** Begin SUPPLIED DATA **
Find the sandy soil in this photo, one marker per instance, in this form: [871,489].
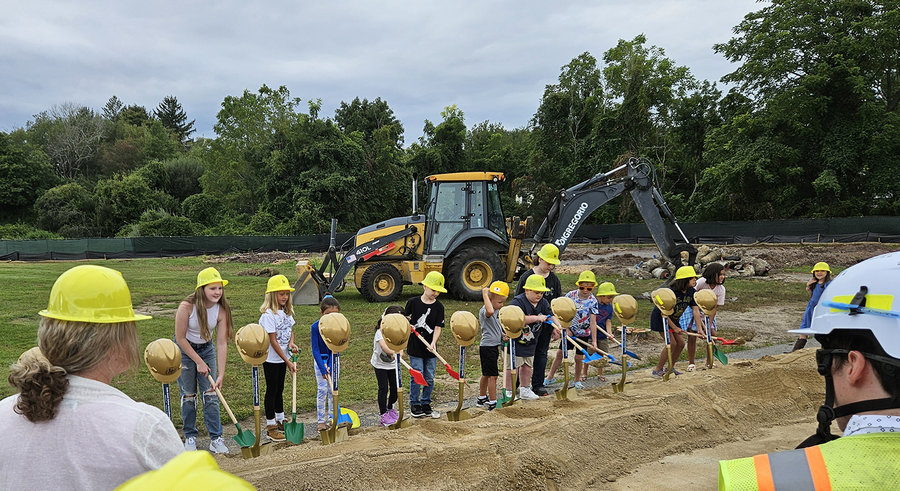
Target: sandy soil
[600,440]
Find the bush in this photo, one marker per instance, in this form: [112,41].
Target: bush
[67,209]
[158,223]
[202,208]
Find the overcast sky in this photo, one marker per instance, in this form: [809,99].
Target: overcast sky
[491,58]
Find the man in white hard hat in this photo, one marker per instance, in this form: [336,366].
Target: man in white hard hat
[857,322]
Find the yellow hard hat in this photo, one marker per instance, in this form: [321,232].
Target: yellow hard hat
[464,327]
[500,288]
[163,359]
[625,308]
[536,283]
[664,299]
[606,288]
[209,275]
[686,272]
[707,301]
[586,276]
[395,330]
[253,343]
[435,281]
[512,320]
[564,310]
[278,283]
[91,293]
[549,253]
[187,470]
[335,331]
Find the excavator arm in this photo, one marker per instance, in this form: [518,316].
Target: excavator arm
[571,207]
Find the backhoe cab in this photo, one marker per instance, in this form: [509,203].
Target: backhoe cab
[463,234]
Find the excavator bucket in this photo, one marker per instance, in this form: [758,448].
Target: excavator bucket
[306,289]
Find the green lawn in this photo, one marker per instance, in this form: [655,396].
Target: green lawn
[163,283]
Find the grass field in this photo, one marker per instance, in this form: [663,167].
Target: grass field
[160,284]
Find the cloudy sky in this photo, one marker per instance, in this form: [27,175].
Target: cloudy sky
[491,58]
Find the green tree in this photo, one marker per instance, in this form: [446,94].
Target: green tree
[25,173]
[67,209]
[172,116]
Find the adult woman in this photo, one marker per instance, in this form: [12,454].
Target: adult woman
[67,426]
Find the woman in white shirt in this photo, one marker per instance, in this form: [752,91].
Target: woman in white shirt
[68,428]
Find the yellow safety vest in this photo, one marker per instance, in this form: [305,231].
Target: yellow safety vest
[868,461]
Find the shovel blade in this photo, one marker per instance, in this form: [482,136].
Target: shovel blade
[293,431]
[244,438]
[453,373]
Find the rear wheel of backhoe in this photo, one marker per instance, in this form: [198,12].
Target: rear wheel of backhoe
[472,269]
[381,282]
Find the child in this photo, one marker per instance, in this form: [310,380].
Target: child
[683,288]
[603,327]
[547,259]
[426,315]
[815,286]
[278,320]
[385,371]
[489,350]
[583,327]
[322,365]
[537,311]
[201,316]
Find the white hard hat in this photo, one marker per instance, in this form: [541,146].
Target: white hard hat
[875,280]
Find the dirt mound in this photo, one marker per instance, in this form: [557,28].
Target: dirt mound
[590,442]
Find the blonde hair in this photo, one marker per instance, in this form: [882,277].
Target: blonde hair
[69,348]
[271,303]
[198,300]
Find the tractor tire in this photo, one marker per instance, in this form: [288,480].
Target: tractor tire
[471,269]
[381,282]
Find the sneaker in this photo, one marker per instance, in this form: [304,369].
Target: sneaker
[274,433]
[526,394]
[217,445]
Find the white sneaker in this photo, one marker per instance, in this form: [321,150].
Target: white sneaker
[217,445]
[525,393]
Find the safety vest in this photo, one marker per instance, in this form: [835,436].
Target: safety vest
[868,461]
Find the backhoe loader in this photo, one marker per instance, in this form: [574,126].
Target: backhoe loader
[464,235]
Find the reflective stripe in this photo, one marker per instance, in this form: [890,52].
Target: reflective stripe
[817,468]
[763,473]
[794,470]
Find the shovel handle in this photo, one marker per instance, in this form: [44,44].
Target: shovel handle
[221,398]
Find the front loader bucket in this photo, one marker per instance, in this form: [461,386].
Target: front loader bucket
[306,290]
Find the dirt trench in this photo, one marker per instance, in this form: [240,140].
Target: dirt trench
[592,442]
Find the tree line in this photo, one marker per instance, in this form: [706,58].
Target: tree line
[809,128]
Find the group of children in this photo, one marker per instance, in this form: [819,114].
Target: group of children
[203,326]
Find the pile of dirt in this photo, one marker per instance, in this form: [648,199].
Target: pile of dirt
[593,441]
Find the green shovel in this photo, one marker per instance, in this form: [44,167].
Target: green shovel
[293,431]
[244,438]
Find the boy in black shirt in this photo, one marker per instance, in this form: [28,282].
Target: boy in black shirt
[426,315]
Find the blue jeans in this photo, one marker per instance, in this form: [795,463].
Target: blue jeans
[188,382]
[426,366]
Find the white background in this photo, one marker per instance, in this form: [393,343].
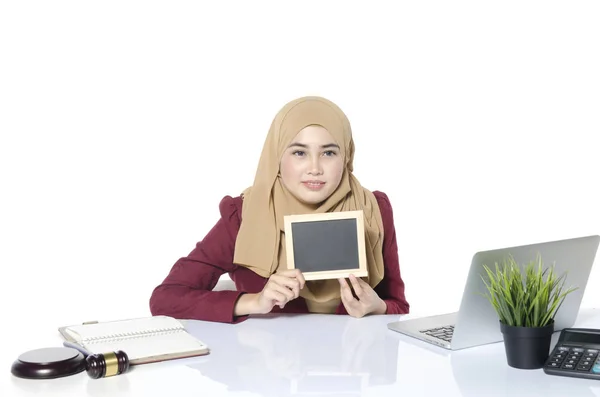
** End SUPPLIED DATA **
REQUIREMENT: Pick out and copy every line of the material that contains the word "hair".

CORRECT RESULT:
Find the blonde hair in this photo, one marker per instance, in this form: [882,277].
Target: blonde hair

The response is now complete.